Exercise aim
Transcribe the entries that follow exactly as they appear, minus pictures.

Provided entries
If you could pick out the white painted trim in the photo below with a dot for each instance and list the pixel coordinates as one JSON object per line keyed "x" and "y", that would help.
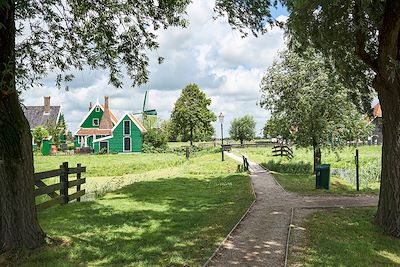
{"x": 90, "y": 111}
{"x": 103, "y": 138}
{"x": 98, "y": 122}
{"x": 123, "y": 128}
{"x": 123, "y": 144}
{"x": 108, "y": 146}
{"x": 87, "y": 115}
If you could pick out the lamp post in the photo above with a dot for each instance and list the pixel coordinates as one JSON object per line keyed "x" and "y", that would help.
{"x": 221, "y": 120}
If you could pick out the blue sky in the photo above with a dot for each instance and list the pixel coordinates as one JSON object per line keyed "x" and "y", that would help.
{"x": 208, "y": 52}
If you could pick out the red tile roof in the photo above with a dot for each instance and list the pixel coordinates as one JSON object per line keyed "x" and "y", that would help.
{"x": 138, "y": 123}
{"x": 377, "y": 111}
{"x": 113, "y": 117}
{"x": 93, "y": 131}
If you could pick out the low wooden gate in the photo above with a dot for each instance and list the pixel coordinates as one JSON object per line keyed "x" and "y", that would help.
{"x": 283, "y": 151}
{"x": 62, "y": 187}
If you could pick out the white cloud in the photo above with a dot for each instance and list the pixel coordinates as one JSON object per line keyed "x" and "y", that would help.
{"x": 208, "y": 52}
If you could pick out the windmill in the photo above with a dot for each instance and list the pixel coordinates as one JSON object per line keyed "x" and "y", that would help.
{"x": 146, "y": 112}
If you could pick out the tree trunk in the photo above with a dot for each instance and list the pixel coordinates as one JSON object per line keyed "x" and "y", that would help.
{"x": 388, "y": 214}
{"x": 316, "y": 154}
{"x": 19, "y": 226}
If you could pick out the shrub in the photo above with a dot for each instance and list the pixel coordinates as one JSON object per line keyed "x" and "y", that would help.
{"x": 155, "y": 138}
{"x": 288, "y": 167}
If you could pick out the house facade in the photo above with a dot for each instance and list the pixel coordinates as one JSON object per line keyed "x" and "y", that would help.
{"x": 126, "y": 136}
{"x": 100, "y": 131}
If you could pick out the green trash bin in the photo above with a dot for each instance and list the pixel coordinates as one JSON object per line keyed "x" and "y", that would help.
{"x": 322, "y": 175}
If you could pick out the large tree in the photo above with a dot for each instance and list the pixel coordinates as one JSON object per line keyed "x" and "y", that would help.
{"x": 61, "y": 36}
{"x": 310, "y": 104}
{"x": 191, "y": 113}
{"x": 363, "y": 39}
{"x": 243, "y": 128}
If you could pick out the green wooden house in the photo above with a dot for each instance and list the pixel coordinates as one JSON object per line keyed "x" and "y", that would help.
{"x": 102, "y": 132}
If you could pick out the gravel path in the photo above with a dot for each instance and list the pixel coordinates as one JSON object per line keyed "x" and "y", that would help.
{"x": 260, "y": 239}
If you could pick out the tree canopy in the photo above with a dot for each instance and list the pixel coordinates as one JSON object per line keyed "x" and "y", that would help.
{"x": 362, "y": 39}
{"x": 191, "y": 114}
{"x": 310, "y": 103}
{"x": 243, "y": 129}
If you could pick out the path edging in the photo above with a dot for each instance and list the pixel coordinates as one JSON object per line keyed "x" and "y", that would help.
{"x": 235, "y": 226}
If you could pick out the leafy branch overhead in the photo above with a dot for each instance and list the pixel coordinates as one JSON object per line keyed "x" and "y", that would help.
{"x": 64, "y": 36}
{"x": 309, "y": 104}
{"x": 191, "y": 114}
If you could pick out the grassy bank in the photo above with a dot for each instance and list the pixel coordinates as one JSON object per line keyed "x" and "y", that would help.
{"x": 111, "y": 164}
{"x": 344, "y": 237}
{"x": 295, "y": 175}
{"x": 174, "y": 216}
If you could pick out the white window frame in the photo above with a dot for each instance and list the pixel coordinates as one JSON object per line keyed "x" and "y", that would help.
{"x": 123, "y": 143}
{"x": 123, "y": 127}
{"x": 108, "y": 145}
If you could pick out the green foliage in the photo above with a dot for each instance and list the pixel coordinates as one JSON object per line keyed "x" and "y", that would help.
{"x": 310, "y": 103}
{"x": 64, "y": 36}
{"x": 156, "y": 138}
{"x": 295, "y": 167}
{"x": 68, "y": 35}
{"x": 38, "y": 134}
{"x": 336, "y": 29}
{"x": 151, "y": 122}
{"x": 278, "y": 126}
{"x": 243, "y": 129}
{"x": 191, "y": 116}
{"x": 167, "y": 217}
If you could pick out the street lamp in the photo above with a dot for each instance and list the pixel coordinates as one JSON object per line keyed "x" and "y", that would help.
{"x": 221, "y": 120}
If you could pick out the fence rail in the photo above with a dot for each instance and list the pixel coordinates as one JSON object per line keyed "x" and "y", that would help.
{"x": 63, "y": 197}
{"x": 283, "y": 151}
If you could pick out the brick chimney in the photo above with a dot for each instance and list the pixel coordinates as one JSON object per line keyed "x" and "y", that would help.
{"x": 47, "y": 104}
{"x": 105, "y": 122}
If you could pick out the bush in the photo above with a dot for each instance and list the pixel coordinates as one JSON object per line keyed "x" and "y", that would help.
{"x": 288, "y": 167}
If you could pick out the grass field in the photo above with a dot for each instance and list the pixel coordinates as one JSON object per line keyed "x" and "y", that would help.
{"x": 111, "y": 165}
{"x": 345, "y": 237}
{"x": 295, "y": 175}
{"x": 172, "y": 216}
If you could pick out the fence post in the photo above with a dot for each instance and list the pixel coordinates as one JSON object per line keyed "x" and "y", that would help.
{"x": 78, "y": 177}
{"x": 357, "y": 171}
{"x": 64, "y": 179}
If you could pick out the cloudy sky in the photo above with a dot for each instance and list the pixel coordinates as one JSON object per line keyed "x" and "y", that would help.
{"x": 208, "y": 52}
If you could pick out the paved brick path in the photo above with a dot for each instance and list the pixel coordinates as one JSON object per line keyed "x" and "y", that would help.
{"x": 260, "y": 239}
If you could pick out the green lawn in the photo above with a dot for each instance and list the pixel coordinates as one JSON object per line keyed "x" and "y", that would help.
{"x": 305, "y": 184}
{"x": 174, "y": 216}
{"x": 111, "y": 165}
{"x": 339, "y": 159}
{"x": 295, "y": 175}
{"x": 344, "y": 237}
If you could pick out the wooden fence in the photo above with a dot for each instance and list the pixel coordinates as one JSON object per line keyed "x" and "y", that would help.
{"x": 283, "y": 151}
{"x": 63, "y": 197}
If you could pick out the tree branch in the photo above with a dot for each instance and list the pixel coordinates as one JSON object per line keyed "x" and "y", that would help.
{"x": 360, "y": 40}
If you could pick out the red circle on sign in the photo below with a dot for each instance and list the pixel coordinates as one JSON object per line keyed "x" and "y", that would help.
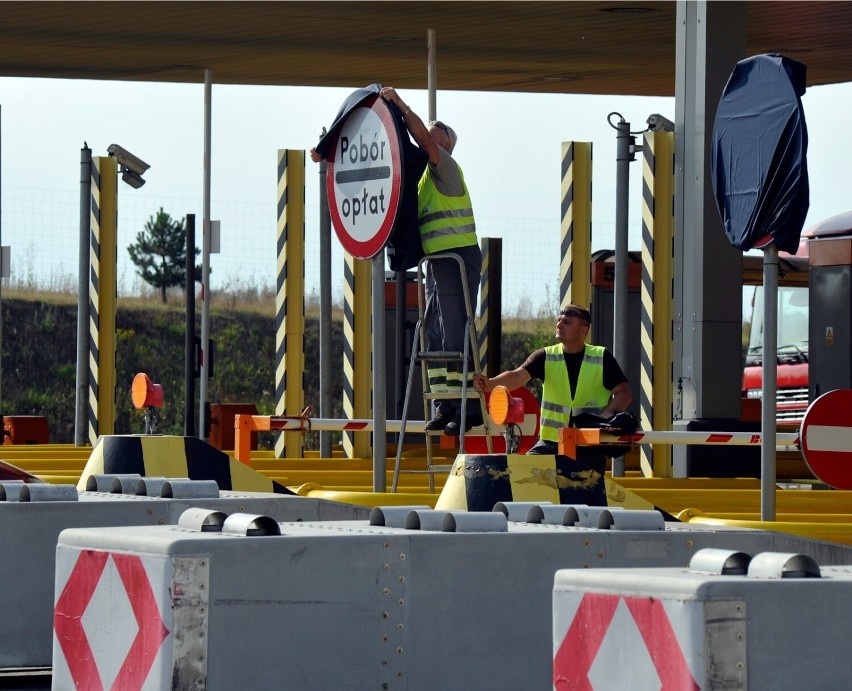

Answer
If you could pick out the white painted trim in the photo below with a dot for each instance and list the pixel coordinates as one JSON object per line keyed "x" and "y", that would help.
{"x": 90, "y": 111}
{"x": 103, "y": 138}
{"x": 98, "y": 122}
{"x": 123, "y": 128}
{"x": 123, "y": 144}
{"x": 108, "y": 146}
{"x": 87, "y": 115}
If you could pick out the lamp post in the photo above with a dot for each instance and list the pixel coordinates as one JSON object per line keyed "x" and "y", that would help.
{"x": 221, "y": 120}
If you could pick out the blue sky in the photo above with a dot for each instance and list the pixel coordinates as one JSON object per line keyed "x" and "y", that would help.
{"x": 208, "y": 52}
If you could pick out the red tile roof in the photo above with a dot for each instance and list the pixel coordinates as one JSON object per line keyed "x" and "y", that would help.
{"x": 138, "y": 123}
{"x": 377, "y": 111}
{"x": 113, "y": 117}
{"x": 93, "y": 131}
If you could pick out the low wooden gate in the photo above with a dot for each instance and list the pixel coordinates as one JSON object per line keyed "x" and "y", that would help.
{"x": 283, "y": 151}
{"x": 62, "y": 187}
If you could pick out the white cloud in the photo above with a dot for each instance and list the pixel coordinates as one JSON object per line keyed "x" and "y", that would help.
{"x": 208, "y": 52}
If you could pick out the windmill in the photo above with a dot for each instance and list the pixel coordinates as one JSON object per line keyed "x" and "y", that would help.
{"x": 146, "y": 112}
If you could pick out the tree trunk in the photo above with a dot for each instance and list the pixel coordinates as one JSON object per line keyed "x" and "y", that would help.
{"x": 388, "y": 214}
{"x": 316, "y": 154}
{"x": 19, "y": 226}
If you could pick out the shrub in the photo above with a dot for each instance and list the pixel coordinates as one JSON object per line keyed "x" and "y", that would help.
{"x": 155, "y": 138}
{"x": 288, "y": 167}
If you could pick out the house facade in the photo above with a dot for each instance and list the pixel coordinates as one JSON object per line keyed "x" and "y", that would help.
{"x": 126, "y": 136}
{"x": 100, "y": 131}
If you could pick out the green trash bin in the photo above with a dot for each instance and list the pixel coordinates as one JSON object per line keyed "x" and "y", that would help.
{"x": 322, "y": 175}
If you could pick out the large tree in the photo above with a dot for each instance and list the pixel coordinates as one JSON object per line keyed "x" and "y", that would help.
{"x": 61, "y": 36}
{"x": 310, "y": 104}
{"x": 191, "y": 113}
{"x": 363, "y": 39}
{"x": 243, "y": 128}
If you could pick out the green wooden house in the photo above with a dot for each instance and list the pixel coordinates as one JSON object per line keyed "x" and "y", that would help.
{"x": 102, "y": 132}
If you could pick out the gravel path in the photo above with a dot for each instance and list the pixel coordinates as one JSON object per line keyed "x" and "y", that would help.
{"x": 260, "y": 239}
If you could pick out the tree canopy in the photo above with a dot for each instance and list the pixel coordinates as one JSON object per line keyed "x" and "y", that would help.
{"x": 362, "y": 39}
{"x": 191, "y": 114}
{"x": 310, "y": 103}
{"x": 243, "y": 129}
If you could pick out the path edging in the photo above with a dot for each instance and list the pixel coordinates as one JSON object per line keyed "x" and "y", that would help.
{"x": 235, "y": 226}
If you could pick out the leafy branch overhead in the photo above with a dot for each instance and list the pixel coordinates as one JSON object per line keyed "x" and "y", that would help.
{"x": 64, "y": 36}
{"x": 309, "y": 104}
{"x": 191, "y": 114}
If you could pick out the grassy bank in the photo above with a dot for each instance and list the pixel coordinates as one JSON object per line keyed "x" and "y", that would help.
{"x": 111, "y": 164}
{"x": 344, "y": 237}
{"x": 295, "y": 175}
{"x": 174, "y": 216}
If you could pick out the white window frame in the photo above with a dot for each instance and list the pixel coordinates as one JSON object per line keyed "x" and "y", that would help.
{"x": 123, "y": 143}
{"x": 123, "y": 127}
{"x": 108, "y": 145}
If you could pick out the green foliage in the photo above with a dot for each instance and list the pixel coordinates as one JSON object per line keyed "x" and "y", that would help.
{"x": 310, "y": 103}
{"x": 64, "y": 36}
{"x": 156, "y": 138}
{"x": 295, "y": 167}
{"x": 68, "y": 35}
{"x": 38, "y": 134}
{"x": 336, "y": 29}
{"x": 151, "y": 122}
{"x": 278, "y": 126}
{"x": 243, "y": 129}
{"x": 191, "y": 116}
{"x": 167, "y": 217}
If you could pick out the street lamp in the photo above with a dot for each instance and list the pixel coordinates as one JSON object per line keyed "x" and "y", that would help.
{"x": 221, "y": 120}
If you could pick out the fence rail in the photo above with a dot for each instance and list the pixel coordinates as one JSON object per line keyed "x" and "y", that would help.
{"x": 63, "y": 197}
{"x": 283, "y": 151}
If you could pick out the brick chimney in the photo above with a dot for each instance and list the pixel coordinates as one JSON object per line keyed "x" and "y", that would help.
{"x": 47, "y": 104}
{"x": 105, "y": 122}
If you could pick out the bush in the photo above with a dot for each instance and list the pixel coordinates as one JSON object per line keyed "x" and "y", that would help.
{"x": 288, "y": 167}
If you could pick out the grass field in the photo above with a dot for each instance and list the pixel coordinates as one JSON object per line keyed "x" and "y", that would help.
{"x": 111, "y": 165}
{"x": 345, "y": 237}
{"x": 295, "y": 175}
{"x": 172, "y": 216}
If you could pick out the fence post in the photo above with a dot for each instance and list the pixel coordinates as one JSON object per line keyed "x" and "y", that would help.
{"x": 78, "y": 177}
{"x": 357, "y": 171}
{"x": 64, "y": 179}
If you could pick out the cloudy sky in the photo above with a dot for each instance and list the pixel coordinates as one JSON object per line keyed "x" and "y", that would help.
{"x": 208, "y": 52}
If you could pick out the paved brick path in the photo above with a dot for each instance and list the pixel coordinates as one JSON object per line keyed "x" and "y", that would help.
{"x": 260, "y": 239}
If you could pick out the green lawn in the photo above with a dot for each instance and list the pixel coordinates as one JSON object per line keyed "x" and "y", that would help.
{"x": 305, "y": 184}
{"x": 174, "y": 216}
{"x": 111, "y": 165}
{"x": 339, "y": 159}
{"x": 295, "y": 175}
{"x": 344, "y": 237}
If you could pick out the wooden fence in the photo above with a dot for each instance and list the pixel coordinates as one JSON object per line keyed "x" and "y", that would help.
{"x": 283, "y": 151}
{"x": 63, "y": 197}
If you could pick out the tree branch in the photo above with a dot for each instance and list the pixel coordinates as one JSON object per line keyed "x" and "y", that would help.
{"x": 360, "y": 40}
If you could pick out the red circle on sign in the photo below with a dot for each instance and list the pixel coordinates as one JSON object per line keyed "x" and "y", that would help.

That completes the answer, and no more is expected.